■ EXTRAIT DE PAGE
========================================================================
Créer un journal par les temps qui courent ? Un journal papier ? De la pure folie. Qu’importe, Michel Butel l’a fait. Comme il est un peu fou mais pas inconscient, son journal s’appelle L’Impossible. Il sera en kiosque le 14 mars et en librairie le 22. 

L’Impossible réunit des journalistes, mais aussi des écrivains, des photographes, des philosophes, des économistes, des artistes. Dans tous les domaines, il veut porter un regard différent, plus incarné sur le monde : en un mot, être un "événement". "[Un journal] doit troubler. Il doit inquiéter. Il doit émouvoir. Il doit transmettre l’énergie vitale sans quoi nous nous effritons de jour en jour." Et ce, en toute indépendance et sans publicité. Concrètement, on y trouvera de tout, c’est-à-dire des reportages, des enquêtes, des entretiens, mais aussi des lettres, des dessins, des photographies.
========================================================================
■ ENREGISTREMENTS D'ENTRÉE
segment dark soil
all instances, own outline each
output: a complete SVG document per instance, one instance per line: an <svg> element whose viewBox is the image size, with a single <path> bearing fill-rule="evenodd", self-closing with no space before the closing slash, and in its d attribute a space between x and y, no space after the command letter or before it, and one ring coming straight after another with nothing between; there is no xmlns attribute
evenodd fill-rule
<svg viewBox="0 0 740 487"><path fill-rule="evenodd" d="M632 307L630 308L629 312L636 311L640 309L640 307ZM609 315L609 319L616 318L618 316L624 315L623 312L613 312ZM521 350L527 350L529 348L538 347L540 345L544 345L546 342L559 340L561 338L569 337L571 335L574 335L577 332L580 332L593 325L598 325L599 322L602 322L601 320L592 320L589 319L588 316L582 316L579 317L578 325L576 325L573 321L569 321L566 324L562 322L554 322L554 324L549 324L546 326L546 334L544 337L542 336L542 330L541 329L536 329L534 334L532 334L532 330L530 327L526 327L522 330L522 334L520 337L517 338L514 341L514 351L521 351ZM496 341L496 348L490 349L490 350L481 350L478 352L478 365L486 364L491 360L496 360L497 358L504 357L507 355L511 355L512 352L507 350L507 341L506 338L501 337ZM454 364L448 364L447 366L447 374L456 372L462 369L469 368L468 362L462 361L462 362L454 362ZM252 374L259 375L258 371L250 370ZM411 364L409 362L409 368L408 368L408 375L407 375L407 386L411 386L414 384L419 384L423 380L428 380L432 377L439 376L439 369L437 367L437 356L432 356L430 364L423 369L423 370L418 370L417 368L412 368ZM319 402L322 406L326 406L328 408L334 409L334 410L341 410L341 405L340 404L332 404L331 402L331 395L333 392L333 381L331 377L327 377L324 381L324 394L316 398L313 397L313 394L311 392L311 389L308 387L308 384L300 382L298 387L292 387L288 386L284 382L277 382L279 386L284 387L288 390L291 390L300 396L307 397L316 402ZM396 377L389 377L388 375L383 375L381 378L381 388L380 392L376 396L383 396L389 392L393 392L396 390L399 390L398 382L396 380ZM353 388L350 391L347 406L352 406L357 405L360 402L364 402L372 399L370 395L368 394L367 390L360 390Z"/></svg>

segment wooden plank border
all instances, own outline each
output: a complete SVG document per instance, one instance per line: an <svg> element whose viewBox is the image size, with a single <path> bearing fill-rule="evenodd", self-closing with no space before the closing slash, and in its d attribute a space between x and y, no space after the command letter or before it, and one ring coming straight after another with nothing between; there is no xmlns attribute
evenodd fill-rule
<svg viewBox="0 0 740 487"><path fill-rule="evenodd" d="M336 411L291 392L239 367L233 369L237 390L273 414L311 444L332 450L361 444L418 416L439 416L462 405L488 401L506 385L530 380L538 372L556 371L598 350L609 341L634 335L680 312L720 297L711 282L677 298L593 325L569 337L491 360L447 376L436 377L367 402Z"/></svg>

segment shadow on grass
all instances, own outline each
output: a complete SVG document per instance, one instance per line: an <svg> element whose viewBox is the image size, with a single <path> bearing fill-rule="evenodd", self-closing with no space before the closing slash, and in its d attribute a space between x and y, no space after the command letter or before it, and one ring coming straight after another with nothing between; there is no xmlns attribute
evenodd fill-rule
========================================================================
■ TÂCHES À RÉALISER
A: Recopiez mot pour mot le passage de l'article sur le journal L'Impossible qui s'ouvre sur les mots contenant « L’Impossible réunit des journalistes, mais » et se clôt sur « dessins, des photographies. ».
B: Relevez chaque ligne des enregistrements où figure la chaîne « segment », en tenant compte de la casse.

■ RÉPONSES COMPLÈTES
A:
L’Impossible réunit des journalistes, mais aussi des écrivains, des photographes, des philosophes, des économistes, des artistes. Dans tous les domaines, il veut porter un regard différent, plus incarné sur le monde : en un mot, être un "événement". "[Un journal] doit troubler. Il doit inquiéter. Il doit émouvoir. Il doit transmettre l’énergie vitale sans quoi nous nous effritons de jour en jour." Et ce, en toute indépendance et sans publicité. Concrètement, on y trouvera de tout, c’est-à-dire des reportages, des enquêtes, des entretiens, mais aussi des lettres, des dessins, des photographies.

B:
segment dark soil
segment wooden plank border
segment shadow on grass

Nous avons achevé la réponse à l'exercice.